§ Exercise instructions:
Set down a precise copy of the whole listing.

§ Given records:
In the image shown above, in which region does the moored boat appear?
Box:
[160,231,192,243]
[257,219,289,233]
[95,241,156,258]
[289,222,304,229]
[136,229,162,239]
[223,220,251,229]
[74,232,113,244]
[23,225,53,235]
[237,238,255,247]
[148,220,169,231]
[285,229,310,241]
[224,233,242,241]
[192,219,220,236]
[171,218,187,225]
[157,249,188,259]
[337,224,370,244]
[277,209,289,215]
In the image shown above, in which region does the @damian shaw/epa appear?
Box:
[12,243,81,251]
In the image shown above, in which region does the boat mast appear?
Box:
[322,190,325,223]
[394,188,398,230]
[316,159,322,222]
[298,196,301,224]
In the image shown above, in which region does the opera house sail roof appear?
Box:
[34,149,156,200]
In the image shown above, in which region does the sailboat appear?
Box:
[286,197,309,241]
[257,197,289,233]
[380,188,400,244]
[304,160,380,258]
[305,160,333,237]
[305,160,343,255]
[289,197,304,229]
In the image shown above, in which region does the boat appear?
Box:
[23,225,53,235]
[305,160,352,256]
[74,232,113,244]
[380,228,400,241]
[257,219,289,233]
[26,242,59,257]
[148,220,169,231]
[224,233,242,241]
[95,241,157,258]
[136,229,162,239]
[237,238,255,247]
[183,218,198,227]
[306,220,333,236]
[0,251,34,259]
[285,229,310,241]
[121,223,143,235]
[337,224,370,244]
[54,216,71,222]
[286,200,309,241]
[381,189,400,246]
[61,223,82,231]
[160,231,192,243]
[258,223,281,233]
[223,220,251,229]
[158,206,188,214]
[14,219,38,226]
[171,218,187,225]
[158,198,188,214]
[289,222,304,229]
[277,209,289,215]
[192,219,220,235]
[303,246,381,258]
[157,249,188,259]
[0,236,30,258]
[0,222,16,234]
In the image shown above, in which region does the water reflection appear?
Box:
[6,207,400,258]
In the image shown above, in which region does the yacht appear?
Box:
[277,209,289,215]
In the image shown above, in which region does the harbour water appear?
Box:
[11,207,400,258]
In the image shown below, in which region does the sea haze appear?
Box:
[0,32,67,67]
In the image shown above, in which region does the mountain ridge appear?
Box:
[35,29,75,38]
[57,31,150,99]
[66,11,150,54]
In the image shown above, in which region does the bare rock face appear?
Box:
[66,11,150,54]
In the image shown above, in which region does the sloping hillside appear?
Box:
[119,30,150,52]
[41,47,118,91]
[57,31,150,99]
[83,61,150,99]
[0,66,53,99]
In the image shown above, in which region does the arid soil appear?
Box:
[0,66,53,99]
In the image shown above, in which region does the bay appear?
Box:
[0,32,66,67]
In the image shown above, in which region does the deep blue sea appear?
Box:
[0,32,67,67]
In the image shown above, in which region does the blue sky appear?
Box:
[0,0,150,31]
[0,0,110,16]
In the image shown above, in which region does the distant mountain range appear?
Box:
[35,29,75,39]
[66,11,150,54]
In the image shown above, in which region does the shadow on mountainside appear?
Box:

§ Solution to the problem:
In the image shown above, in which region does the moored boat appear?
Box:
[160,231,192,243]
[257,219,289,233]
[95,241,156,258]
[289,222,304,229]
[136,229,162,239]
[223,220,251,229]
[74,232,113,244]
[23,225,53,235]
[237,238,255,247]
[148,220,169,231]
[285,229,310,241]
[224,233,242,241]
[192,219,220,236]
[171,218,187,225]
[157,249,188,259]
[337,224,370,244]
[277,209,289,215]
In the image shown above, in which region does the @damian shaw/epa appear?
Box:
[12,243,81,251]
In the image shown above, in which region does the boat mast appear?
Box:
[322,190,325,223]
[394,188,398,230]
[316,159,322,222]
[298,196,301,224]
In the image shown above, in which region does the opera house sail roof appear?
Box:
[34,149,156,200]
In the image shown above, in which region does the sailboat appear?
Box:
[286,197,309,241]
[257,197,289,233]
[380,188,400,244]
[304,160,380,258]
[305,160,333,237]
[305,160,343,255]
[289,197,304,229]
In the image shown above, in which region does the boat appear?
Box:
[23,225,53,235]
[305,160,352,256]
[74,232,113,244]
[380,228,400,241]
[257,219,289,233]
[26,242,59,257]
[148,220,169,231]
[224,233,242,241]
[95,241,157,258]
[136,229,162,239]
[237,238,255,247]
[183,218,198,227]
[306,220,333,236]
[0,251,34,259]
[285,229,310,241]
[121,223,143,235]
[337,224,370,244]
[54,216,71,222]
[286,200,309,241]
[381,189,400,246]
[61,223,82,231]
[160,231,192,243]
[258,223,281,233]
[223,220,251,229]
[158,206,188,214]
[14,219,38,226]
[171,218,187,225]
[158,198,188,214]
[289,222,304,229]
[277,209,289,215]
[192,219,220,235]
[303,246,381,258]
[157,249,188,259]
[0,236,30,258]
[0,222,16,234]
In the image shown above, in which region does the water reflection appear?
Box:
[6,207,400,258]
In the image shown above, in which region does the yacht appear?
Box:
[277,209,289,215]
In the image shown above, in which region does the harbour water appear?
Box:
[11,207,400,258]
In the image shown below, in which region does the sea haze appear?
Box:
[0,32,67,67]
In the image shown above, in which region does the mountain ridge appear?
Box:
[35,29,75,38]
[57,31,150,99]
[66,11,150,54]
In the image shown above, in which region does the bare rock face appear?
Box:
[66,11,150,54]
In the image shown above, in which region does the sloping hillside appear?
Box:
[119,30,150,52]
[41,47,118,91]
[57,31,150,99]
[83,61,150,99]
[0,66,53,99]
In the image shown above, in which region does the arid soil appear?
Box:
[0,66,53,99]
In the image shown above, in which region does the bay appear?
Box:
[0,32,66,67]
In the image shown above, in which region does the deep blue sea appear?
Box:
[0,32,67,67]
In the image shown above, in which region does the blue sky appear?
Box:
[0,0,150,31]
[0,0,110,16]
In the image shown above, in which region does the distant mountain range appear?
Box:
[35,29,75,39]
[66,11,150,54]
In the image shown above, in which region does the shadow on mountainside appear?
Box:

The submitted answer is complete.